Problem description — Report how many lines in the data below contain the string "deck", with case counting, and give only the number.

Saved entries
# # # # #
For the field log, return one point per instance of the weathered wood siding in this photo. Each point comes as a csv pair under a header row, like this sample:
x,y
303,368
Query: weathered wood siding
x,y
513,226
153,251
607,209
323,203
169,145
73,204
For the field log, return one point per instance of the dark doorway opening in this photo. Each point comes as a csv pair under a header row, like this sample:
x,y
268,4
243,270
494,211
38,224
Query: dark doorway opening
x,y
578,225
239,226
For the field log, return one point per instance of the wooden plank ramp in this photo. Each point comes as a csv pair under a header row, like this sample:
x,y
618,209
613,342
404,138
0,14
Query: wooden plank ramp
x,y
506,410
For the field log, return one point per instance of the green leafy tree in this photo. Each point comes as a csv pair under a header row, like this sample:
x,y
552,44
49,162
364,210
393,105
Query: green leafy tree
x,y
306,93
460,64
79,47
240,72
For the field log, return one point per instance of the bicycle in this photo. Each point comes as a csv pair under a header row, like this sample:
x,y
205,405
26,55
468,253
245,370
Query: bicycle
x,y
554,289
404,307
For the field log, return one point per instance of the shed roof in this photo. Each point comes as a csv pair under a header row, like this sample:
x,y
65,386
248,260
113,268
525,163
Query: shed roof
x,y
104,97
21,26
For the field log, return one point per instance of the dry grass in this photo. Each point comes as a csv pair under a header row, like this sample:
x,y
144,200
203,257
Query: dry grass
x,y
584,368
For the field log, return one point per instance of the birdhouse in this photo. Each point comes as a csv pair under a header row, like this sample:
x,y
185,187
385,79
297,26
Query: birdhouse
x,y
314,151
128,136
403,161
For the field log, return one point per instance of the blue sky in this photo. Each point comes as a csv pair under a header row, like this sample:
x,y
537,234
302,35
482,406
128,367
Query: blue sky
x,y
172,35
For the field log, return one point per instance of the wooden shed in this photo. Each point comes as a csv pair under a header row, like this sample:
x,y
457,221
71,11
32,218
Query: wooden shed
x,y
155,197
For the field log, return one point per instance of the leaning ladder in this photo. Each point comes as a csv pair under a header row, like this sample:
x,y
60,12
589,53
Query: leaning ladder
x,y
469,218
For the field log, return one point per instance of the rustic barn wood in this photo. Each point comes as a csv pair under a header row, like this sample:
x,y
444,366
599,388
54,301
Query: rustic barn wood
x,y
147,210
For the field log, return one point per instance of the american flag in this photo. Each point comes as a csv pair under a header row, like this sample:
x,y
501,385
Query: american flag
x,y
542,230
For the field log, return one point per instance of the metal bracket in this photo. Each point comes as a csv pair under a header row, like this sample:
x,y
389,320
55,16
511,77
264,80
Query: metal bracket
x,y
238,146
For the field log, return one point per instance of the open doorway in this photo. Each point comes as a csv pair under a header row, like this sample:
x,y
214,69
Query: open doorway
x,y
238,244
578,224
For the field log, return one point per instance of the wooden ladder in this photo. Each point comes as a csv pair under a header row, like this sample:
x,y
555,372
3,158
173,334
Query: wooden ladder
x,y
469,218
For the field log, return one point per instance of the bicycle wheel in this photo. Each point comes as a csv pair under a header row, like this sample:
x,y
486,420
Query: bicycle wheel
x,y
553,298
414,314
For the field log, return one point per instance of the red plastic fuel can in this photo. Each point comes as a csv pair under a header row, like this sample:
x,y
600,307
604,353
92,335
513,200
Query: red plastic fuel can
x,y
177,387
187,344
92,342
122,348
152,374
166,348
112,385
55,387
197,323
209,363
# # # # #
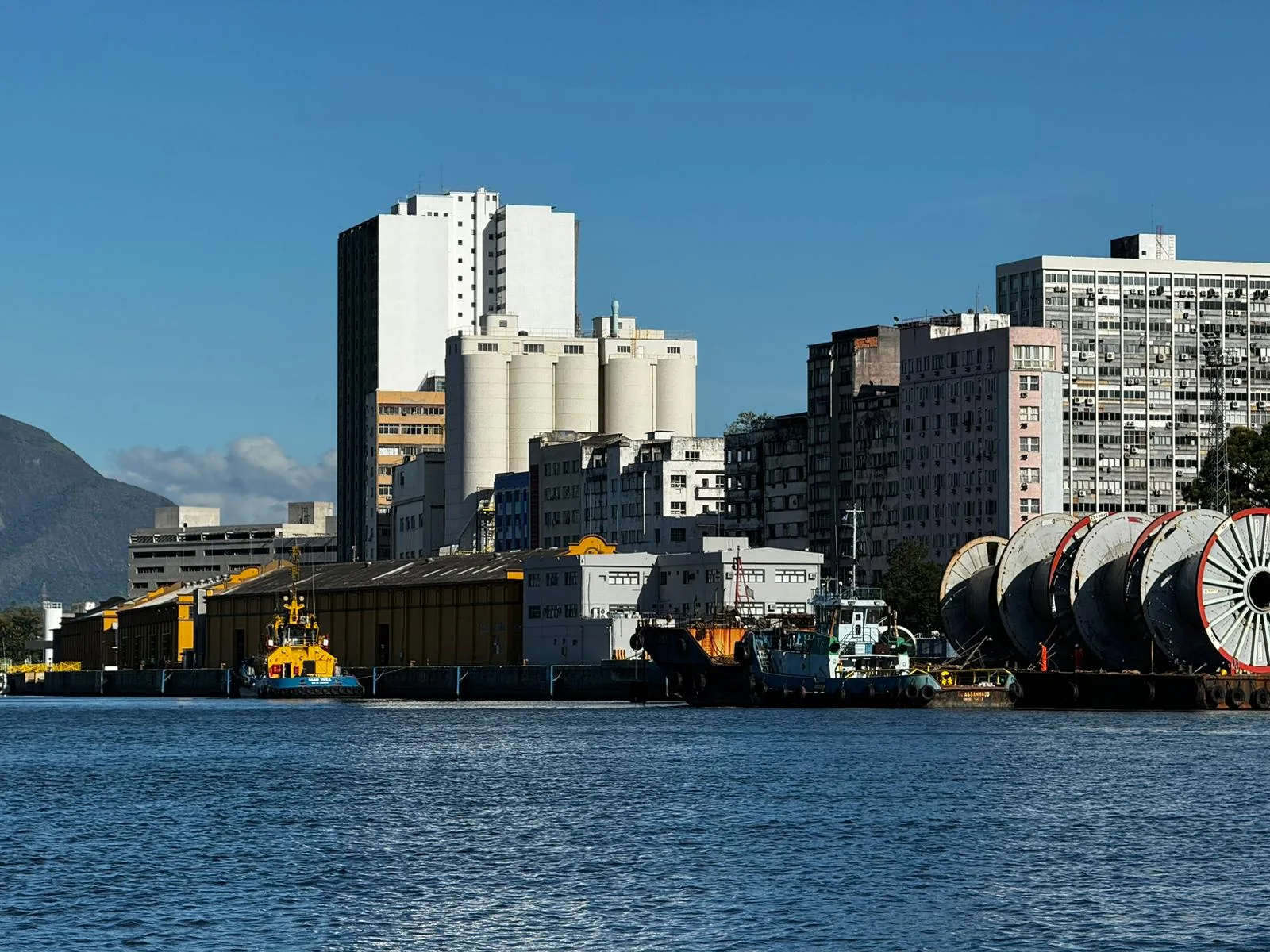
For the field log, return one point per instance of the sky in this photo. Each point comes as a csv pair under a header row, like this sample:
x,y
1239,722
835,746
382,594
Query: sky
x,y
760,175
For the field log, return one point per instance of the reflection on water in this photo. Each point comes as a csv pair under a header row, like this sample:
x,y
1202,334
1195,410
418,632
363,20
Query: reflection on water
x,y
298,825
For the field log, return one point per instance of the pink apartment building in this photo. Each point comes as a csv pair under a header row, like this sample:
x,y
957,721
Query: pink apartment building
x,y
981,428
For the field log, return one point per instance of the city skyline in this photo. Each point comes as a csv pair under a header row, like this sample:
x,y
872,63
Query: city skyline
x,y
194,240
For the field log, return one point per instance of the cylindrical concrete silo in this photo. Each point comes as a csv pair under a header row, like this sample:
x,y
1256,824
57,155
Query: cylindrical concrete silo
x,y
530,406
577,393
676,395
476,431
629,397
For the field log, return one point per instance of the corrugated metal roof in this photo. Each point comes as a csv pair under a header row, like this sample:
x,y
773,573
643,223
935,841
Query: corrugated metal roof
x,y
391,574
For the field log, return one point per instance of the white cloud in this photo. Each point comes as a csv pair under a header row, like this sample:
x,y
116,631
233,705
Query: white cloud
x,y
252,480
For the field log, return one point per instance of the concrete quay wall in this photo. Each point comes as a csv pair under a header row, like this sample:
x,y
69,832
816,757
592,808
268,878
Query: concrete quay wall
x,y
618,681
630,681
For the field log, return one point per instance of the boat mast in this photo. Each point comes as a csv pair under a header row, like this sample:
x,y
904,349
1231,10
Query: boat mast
# # # # #
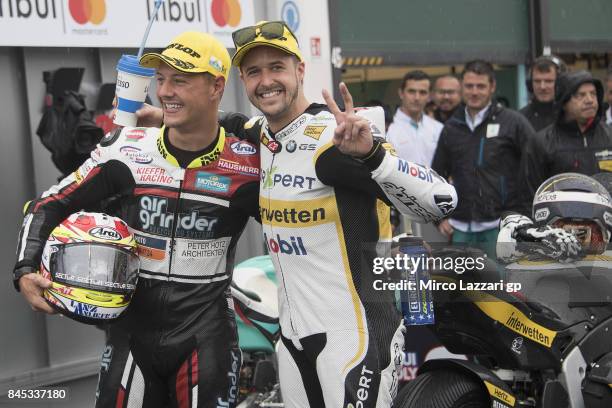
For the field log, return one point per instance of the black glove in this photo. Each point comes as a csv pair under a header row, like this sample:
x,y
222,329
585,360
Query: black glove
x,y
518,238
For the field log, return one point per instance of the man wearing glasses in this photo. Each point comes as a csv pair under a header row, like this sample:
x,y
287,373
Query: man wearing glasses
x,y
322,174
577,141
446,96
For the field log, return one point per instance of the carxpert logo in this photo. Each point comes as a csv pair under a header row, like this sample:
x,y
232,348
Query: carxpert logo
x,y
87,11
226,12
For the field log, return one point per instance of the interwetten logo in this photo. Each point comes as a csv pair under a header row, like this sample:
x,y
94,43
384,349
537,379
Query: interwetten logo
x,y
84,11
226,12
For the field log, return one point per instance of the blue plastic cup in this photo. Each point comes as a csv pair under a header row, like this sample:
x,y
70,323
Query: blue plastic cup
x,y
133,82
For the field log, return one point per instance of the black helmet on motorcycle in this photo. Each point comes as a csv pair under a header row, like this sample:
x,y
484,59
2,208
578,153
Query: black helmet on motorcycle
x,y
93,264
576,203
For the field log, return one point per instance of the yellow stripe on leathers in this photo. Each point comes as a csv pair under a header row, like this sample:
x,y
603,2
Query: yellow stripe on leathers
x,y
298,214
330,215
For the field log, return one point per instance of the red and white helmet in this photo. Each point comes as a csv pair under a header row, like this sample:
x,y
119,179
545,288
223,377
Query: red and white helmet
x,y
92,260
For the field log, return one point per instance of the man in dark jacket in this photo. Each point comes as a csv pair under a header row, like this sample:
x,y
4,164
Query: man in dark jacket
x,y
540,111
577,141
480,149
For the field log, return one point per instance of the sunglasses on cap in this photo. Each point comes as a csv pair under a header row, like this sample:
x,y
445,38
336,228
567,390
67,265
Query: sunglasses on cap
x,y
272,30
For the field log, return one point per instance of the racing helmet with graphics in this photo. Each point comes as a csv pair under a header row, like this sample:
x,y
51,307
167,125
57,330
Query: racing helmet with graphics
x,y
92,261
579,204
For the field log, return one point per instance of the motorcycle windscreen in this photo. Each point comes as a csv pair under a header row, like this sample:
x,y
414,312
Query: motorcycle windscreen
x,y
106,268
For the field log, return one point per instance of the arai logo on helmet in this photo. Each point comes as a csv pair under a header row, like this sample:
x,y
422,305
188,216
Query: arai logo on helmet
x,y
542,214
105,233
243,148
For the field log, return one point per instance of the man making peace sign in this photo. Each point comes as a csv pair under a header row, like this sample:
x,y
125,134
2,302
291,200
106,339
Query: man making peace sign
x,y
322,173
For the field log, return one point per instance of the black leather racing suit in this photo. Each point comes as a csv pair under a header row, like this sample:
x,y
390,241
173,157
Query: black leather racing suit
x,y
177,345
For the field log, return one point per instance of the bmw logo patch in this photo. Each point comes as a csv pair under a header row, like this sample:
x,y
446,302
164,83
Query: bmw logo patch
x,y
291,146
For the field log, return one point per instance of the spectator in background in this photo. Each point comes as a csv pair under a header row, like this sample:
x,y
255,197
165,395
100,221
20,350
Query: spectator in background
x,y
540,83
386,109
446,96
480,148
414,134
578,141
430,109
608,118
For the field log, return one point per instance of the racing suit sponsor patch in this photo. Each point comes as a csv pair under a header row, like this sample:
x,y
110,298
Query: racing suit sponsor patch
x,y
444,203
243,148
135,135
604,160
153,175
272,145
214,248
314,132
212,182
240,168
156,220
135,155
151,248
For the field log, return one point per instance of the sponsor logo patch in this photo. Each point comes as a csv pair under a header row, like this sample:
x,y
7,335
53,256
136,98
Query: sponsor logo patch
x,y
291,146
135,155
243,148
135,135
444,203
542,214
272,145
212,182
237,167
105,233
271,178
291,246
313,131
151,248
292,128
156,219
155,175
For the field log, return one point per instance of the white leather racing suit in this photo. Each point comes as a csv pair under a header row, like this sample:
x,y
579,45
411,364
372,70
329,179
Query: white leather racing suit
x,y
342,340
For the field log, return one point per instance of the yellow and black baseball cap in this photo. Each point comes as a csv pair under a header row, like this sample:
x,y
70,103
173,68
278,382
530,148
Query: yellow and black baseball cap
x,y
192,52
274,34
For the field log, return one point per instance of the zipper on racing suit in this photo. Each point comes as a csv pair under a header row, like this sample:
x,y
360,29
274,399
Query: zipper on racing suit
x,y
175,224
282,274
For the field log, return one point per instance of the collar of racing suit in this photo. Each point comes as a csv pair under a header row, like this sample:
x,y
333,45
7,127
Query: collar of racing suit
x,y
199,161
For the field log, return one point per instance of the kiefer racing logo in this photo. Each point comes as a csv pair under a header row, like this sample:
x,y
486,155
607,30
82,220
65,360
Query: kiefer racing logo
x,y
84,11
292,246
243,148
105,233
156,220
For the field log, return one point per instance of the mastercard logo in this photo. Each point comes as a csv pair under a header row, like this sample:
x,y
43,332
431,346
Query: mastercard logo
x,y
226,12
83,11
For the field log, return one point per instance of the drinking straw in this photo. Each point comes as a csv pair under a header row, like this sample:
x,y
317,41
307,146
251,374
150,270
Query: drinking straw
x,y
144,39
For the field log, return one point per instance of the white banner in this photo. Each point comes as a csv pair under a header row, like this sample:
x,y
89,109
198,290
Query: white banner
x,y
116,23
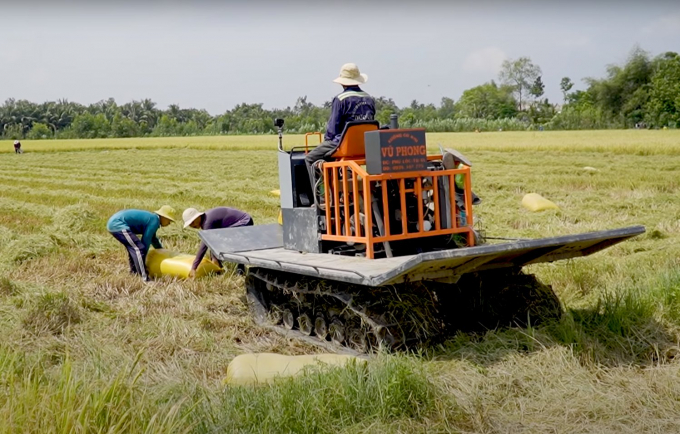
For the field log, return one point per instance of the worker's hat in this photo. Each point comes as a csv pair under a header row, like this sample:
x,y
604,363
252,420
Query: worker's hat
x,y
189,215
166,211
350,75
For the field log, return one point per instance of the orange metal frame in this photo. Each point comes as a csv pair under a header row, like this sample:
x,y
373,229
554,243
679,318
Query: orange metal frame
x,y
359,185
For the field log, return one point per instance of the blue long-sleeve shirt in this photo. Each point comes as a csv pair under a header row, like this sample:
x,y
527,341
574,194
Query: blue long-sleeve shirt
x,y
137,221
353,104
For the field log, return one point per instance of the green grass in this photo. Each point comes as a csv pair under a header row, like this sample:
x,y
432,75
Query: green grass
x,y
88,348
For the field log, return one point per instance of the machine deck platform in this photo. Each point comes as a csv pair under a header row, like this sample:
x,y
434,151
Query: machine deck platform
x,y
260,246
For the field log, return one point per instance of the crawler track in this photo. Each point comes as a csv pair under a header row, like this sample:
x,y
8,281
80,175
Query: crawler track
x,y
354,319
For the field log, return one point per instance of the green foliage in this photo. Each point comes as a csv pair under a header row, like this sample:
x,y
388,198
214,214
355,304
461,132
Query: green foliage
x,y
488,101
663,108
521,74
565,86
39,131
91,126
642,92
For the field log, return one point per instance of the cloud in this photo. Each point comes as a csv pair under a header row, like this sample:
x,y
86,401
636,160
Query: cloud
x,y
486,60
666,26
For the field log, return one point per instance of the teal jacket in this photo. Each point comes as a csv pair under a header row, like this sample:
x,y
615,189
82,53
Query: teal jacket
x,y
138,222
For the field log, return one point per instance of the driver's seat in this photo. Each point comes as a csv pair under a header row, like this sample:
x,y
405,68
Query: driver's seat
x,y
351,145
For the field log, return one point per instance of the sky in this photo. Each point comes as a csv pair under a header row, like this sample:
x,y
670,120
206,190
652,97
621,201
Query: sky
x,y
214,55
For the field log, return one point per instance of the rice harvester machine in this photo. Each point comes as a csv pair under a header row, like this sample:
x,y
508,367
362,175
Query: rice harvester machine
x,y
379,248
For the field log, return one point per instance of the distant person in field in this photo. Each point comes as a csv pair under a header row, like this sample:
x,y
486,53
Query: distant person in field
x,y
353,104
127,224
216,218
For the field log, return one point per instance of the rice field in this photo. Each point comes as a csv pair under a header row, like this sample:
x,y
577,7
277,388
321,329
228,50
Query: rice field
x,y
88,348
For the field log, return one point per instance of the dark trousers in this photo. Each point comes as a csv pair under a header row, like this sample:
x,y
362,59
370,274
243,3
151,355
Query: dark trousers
# # # # #
Final result — 2